— START Stored data —

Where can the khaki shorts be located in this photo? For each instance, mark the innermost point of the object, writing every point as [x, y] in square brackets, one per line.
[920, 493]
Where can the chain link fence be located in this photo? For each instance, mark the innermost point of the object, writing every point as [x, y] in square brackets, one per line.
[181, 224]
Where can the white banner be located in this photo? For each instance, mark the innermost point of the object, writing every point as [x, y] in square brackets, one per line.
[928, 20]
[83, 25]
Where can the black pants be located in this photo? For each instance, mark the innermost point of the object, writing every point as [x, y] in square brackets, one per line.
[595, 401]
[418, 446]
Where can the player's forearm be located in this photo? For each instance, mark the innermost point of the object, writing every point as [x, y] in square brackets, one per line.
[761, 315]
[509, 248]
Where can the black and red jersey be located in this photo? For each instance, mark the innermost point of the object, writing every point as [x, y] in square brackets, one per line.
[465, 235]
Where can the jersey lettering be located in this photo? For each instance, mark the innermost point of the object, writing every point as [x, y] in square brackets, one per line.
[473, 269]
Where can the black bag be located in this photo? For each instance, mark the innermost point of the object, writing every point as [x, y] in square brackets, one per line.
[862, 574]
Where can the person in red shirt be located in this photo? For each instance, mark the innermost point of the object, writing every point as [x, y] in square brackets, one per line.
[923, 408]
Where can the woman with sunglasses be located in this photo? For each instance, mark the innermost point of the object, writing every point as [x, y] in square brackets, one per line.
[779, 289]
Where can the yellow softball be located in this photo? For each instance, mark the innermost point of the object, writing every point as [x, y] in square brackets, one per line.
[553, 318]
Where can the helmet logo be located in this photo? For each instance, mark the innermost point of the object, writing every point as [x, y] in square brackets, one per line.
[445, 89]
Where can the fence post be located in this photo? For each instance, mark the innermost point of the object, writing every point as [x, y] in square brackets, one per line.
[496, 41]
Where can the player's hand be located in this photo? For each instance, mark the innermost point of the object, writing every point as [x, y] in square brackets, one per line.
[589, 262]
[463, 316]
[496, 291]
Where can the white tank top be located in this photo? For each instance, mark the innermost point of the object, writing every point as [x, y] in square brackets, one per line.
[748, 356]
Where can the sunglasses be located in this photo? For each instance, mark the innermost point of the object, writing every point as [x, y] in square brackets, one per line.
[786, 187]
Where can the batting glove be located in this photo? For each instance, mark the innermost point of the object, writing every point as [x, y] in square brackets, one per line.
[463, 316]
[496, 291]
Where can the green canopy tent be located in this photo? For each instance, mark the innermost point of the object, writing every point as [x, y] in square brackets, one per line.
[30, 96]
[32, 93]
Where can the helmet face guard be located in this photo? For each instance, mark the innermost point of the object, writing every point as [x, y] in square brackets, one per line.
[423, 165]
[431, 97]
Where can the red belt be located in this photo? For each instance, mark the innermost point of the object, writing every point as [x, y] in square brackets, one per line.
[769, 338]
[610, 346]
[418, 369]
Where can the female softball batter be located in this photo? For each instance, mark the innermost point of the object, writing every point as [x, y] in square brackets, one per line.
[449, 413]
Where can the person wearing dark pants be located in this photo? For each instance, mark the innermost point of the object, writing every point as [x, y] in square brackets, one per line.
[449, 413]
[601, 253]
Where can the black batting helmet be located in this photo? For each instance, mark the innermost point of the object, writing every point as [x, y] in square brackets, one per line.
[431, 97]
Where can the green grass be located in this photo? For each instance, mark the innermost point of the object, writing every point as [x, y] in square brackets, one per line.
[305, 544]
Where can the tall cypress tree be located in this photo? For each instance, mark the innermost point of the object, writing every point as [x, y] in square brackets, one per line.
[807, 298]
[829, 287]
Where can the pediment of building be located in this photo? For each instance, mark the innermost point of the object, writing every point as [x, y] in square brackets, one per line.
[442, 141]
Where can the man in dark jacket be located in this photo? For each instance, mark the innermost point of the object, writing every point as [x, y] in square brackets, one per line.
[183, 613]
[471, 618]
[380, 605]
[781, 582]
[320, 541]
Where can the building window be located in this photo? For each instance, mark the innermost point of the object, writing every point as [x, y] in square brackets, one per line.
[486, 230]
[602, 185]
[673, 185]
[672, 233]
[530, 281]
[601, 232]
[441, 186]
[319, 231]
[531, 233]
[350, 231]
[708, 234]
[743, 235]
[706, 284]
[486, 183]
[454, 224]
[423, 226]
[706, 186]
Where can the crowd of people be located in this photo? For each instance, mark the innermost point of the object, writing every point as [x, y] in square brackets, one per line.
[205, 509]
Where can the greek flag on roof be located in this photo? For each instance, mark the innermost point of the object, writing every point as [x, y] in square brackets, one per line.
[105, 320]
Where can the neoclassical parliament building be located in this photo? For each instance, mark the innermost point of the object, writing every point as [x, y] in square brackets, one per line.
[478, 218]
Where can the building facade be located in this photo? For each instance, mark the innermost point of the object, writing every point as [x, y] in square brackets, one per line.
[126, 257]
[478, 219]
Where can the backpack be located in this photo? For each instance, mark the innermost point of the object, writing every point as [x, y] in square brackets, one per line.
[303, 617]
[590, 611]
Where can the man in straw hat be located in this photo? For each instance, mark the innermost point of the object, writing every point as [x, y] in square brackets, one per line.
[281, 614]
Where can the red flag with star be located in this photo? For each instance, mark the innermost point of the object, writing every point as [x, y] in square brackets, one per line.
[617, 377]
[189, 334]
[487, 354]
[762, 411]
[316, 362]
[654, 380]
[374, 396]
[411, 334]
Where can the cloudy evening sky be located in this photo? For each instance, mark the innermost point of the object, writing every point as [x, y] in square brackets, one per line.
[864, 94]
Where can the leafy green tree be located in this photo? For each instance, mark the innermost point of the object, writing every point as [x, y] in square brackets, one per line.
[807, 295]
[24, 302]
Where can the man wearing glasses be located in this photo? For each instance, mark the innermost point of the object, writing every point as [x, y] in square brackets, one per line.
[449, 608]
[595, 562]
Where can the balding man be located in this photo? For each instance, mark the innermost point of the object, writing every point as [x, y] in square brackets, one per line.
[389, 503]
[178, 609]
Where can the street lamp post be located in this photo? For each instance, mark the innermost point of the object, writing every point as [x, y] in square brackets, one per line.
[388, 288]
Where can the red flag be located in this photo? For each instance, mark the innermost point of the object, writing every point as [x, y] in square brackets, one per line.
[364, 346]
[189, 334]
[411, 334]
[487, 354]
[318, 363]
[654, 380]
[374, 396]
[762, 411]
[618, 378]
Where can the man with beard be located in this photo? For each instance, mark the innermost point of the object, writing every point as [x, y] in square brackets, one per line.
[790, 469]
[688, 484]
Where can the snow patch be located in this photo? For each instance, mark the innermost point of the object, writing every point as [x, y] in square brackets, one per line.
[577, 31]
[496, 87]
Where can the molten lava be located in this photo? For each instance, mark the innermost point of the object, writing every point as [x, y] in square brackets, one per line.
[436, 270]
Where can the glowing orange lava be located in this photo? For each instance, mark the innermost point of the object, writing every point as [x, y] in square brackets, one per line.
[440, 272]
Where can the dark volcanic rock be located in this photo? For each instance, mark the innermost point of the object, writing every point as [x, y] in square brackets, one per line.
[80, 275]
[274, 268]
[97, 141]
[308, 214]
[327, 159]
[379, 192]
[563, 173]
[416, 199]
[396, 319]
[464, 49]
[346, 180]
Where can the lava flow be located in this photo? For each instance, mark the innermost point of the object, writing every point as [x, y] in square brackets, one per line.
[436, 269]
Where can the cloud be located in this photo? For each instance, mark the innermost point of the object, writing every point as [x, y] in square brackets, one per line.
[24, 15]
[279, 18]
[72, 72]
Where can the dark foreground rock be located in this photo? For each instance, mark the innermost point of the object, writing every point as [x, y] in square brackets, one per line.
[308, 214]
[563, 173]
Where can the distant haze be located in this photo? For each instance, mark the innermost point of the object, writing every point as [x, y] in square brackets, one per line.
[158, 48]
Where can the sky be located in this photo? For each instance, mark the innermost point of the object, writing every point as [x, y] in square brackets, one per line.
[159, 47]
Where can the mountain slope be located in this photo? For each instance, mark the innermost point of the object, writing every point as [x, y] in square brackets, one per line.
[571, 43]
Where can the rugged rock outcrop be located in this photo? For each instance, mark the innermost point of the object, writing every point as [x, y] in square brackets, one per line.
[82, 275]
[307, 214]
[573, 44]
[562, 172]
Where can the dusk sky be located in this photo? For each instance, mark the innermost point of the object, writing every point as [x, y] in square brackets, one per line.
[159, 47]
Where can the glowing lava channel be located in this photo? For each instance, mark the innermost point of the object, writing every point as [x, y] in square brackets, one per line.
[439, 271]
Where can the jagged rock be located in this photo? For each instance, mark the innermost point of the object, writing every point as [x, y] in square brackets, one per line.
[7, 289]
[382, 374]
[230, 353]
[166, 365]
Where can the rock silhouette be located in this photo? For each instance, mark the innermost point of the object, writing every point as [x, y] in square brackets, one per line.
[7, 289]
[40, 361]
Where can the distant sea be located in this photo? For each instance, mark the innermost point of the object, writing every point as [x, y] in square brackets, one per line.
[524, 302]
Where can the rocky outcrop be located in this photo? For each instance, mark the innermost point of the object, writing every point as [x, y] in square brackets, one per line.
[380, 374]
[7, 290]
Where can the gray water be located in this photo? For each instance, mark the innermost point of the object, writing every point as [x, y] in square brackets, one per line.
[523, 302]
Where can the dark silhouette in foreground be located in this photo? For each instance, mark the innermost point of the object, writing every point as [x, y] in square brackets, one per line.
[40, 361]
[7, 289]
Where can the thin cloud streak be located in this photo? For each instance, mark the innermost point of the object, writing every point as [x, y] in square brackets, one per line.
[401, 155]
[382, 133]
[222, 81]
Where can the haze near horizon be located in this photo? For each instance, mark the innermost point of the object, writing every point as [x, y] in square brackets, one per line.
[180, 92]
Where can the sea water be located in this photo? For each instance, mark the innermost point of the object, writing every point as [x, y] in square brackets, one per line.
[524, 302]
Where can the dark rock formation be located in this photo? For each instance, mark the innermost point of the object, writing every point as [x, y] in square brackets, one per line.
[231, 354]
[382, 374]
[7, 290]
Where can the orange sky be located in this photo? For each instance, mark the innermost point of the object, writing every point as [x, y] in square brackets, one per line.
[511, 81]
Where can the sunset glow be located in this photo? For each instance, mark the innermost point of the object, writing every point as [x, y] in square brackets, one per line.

— END Stored data —

The exercise: Take every line from the one containing "Where can the dark rock" to the end of the listing and output it exactly, with nothing else.

Response for this exercise:
Where can the dark rock formation be located in this photo? For each instance, mark the innermost point of the object, writing every point as [x, y] in square brackets, one per line.
[231, 354]
[382, 374]
[7, 290]
Where can the orange sky be located in this photo? For each instance, mark the innermost point of the object, writing every point as [x, y] in square brackets, one per line.
[511, 81]
Where can the sunset glow be located in this photo? For each instance, mark the innermost point of the object, writing every point as [x, y] in square brackets, one per line.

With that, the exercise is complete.